### EXERCISE DATA:
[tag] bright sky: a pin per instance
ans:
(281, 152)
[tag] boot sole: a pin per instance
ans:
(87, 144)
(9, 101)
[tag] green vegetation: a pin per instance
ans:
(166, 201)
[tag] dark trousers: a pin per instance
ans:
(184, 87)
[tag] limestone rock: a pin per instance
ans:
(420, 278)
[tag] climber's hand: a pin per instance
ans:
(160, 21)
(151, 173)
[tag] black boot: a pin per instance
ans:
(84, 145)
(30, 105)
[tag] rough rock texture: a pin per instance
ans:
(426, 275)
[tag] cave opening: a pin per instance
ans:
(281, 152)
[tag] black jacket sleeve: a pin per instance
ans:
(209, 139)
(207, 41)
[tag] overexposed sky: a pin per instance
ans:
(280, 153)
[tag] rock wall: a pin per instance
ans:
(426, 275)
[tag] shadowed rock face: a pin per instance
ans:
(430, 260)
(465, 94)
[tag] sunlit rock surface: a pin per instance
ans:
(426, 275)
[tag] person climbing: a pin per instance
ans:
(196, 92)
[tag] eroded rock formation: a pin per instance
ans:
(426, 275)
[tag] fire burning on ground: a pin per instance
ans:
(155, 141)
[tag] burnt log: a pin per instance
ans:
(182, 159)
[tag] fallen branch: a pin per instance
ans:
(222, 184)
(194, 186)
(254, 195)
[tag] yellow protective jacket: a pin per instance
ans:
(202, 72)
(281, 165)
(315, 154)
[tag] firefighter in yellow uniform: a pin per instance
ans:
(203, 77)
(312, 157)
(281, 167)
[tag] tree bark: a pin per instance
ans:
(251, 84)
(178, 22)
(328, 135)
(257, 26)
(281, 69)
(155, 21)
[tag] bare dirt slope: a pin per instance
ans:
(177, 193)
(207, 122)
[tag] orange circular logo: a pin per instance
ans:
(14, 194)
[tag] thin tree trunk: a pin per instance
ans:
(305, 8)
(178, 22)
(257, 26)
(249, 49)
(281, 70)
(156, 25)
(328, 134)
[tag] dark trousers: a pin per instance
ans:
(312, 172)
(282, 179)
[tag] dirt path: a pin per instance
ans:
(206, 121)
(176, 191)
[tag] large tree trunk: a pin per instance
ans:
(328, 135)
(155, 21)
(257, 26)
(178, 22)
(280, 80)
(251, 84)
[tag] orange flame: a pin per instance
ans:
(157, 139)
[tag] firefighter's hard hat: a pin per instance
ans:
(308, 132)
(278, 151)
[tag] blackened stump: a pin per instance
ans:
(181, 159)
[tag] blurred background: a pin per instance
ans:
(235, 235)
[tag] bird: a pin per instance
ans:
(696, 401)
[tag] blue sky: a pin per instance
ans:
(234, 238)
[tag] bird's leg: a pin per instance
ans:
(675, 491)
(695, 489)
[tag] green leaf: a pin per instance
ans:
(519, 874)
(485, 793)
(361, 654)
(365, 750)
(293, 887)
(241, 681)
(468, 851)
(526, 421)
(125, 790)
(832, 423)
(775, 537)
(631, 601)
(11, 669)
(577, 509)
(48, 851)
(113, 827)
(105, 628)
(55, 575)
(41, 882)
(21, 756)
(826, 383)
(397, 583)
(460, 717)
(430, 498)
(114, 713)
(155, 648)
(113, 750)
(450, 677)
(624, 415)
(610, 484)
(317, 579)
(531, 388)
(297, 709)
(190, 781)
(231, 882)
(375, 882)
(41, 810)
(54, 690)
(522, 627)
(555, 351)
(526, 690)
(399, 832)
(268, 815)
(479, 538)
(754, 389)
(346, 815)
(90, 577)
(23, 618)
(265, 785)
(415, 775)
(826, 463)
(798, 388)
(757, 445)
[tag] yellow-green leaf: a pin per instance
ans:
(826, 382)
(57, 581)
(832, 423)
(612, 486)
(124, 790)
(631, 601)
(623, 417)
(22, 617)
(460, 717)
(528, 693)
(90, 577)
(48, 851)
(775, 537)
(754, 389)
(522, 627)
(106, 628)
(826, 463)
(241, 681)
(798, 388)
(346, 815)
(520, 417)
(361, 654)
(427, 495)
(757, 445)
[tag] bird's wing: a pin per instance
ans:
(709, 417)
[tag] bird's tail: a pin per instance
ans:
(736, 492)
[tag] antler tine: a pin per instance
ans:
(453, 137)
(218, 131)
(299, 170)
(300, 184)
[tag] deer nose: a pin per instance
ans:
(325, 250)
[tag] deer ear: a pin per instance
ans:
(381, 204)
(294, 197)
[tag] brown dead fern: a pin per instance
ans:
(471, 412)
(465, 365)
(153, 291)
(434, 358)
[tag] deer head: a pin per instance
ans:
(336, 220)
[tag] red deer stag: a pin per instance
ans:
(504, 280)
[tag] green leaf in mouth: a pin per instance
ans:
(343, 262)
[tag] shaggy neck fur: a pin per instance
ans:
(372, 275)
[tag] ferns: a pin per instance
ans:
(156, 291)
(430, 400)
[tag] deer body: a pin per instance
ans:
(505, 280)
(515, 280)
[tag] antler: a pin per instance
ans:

### ABOUT THIS TASK:
For the word "boot", go through the records and show each line that carries it.

### ANSWER AREA:
[tag] boot sole: a pin per instance
[tag] black boot: a pin per instance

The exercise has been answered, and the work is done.